(Data entries)
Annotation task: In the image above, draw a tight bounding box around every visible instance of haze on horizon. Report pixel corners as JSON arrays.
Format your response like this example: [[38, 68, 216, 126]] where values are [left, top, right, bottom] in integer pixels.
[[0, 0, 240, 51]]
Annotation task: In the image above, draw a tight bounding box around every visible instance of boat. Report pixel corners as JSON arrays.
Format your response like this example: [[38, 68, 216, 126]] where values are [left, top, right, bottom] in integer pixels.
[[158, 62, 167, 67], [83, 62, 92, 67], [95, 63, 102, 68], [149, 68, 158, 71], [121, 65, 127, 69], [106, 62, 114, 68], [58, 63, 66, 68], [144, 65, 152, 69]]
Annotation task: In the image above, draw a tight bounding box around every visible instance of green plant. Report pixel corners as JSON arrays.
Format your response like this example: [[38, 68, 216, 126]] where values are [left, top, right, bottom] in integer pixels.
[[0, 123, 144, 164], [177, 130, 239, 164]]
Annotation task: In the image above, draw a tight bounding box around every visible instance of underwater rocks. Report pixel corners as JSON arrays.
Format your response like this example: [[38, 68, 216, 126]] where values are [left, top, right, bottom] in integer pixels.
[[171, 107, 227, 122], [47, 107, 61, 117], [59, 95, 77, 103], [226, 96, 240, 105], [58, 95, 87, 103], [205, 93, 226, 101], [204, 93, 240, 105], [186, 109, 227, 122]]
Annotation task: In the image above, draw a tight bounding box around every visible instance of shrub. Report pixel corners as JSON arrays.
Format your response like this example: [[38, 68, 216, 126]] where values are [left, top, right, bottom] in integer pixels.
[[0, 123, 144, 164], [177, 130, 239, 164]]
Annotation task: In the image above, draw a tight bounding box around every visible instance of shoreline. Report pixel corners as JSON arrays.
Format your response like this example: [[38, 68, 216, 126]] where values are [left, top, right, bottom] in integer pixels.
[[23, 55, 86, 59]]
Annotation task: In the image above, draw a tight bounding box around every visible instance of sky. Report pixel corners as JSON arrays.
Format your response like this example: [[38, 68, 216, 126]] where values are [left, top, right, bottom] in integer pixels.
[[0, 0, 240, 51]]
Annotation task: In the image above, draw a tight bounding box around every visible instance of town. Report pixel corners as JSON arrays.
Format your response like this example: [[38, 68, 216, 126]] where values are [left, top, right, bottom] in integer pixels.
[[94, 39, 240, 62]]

▶ _Task brief_: Please reproduce all of the material above word for word, keeping every line as it stands.

▶ _Full response_:
Annotation task: In the image above, draw a tight bounding box around every visible instance of haze on horizon. Report pixel corners as JSON arrays.
Format your response like this example: [[38, 68, 216, 126]] where values are [left, top, right, bottom] in integer pixels.
[[0, 0, 240, 51]]
Annotation task: In the image above, draw a tight bounding box around every visible instance of boat. Report pixel corners as JSON arrays.
Format your response like this example: [[38, 68, 216, 126]] where values are [left, top, right, bottom] in integer pixels.
[[158, 62, 167, 67], [83, 62, 92, 67], [95, 63, 102, 68], [149, 68, 158, 71], [121, 65, 127, 69], [106, 62, 114, 68], [58, 63, 66, 68], [144, 65, 152, 69]]
Annotation task: In the image above, draw a tight bounding box around every visible instance of green plant. Report pixel corners as JSON arrays.
Format your response like this example: [[38, 68, 216, 126]] where values are [left, top, right, bottom] in integer pixels.
[[0, 123, 144, 164], [177, 130, 239, 164]]
Annotation task: In the image above, draw a tight bounding box around every visible instance of underwater rocks. Report pixel corners as JSON arrays.
Format your response like this example: [[38, 68, 216, 126]] where values are [left, top, right, bottom] in integer pixels.
[[171, 107, 227, 122], [47, 107, 61, 117], [59, 95, 77, 103], [226, 96, 240, 105], [58, 95, 87, 103], [205, 93, 226, 101], [204, 93, 240, 105], [186, 109, 227, 122]]
Annotation task: In the image above, draw a tight bounding box around every visible instance of shrub. Report pixel corners as JSON arrays.
Format your response like this example: [[38, 68, 216, 126]] where values are [left, top, right, bottom] in integer pixels.
[[0, 123, 144, 164], [177, 130, 239, 164]]
Annotation task: In the image above, draw a tight bounding box around every visible instance of shoreline. Report pixel corners as JSON arrays.
Format your response like this example: [[38, 68, 216, 126]] where values are [left, top, right, bottom] in integer pixels.
[[23, 55, 86, 59]]
Annotation task: In the image above, draw a tight bounding box around every visible instance of sky. Report pixel corners as JSON arrays.
Format your response like this example: [[38, 68, 216, 126]] where values are [left, top, right, bottom] in integer pixels.
[[0, 0, 240, 51]]
Annotation task: In the image above, draw a tight bounding box around every visible instance of town. Report pixel corners as JSON arrays.
Format your response like this example: [[38, 68, 216, 126]] where values are [left, top, right, bottom] in integer pixels.
[[94, 39, 240, 62]]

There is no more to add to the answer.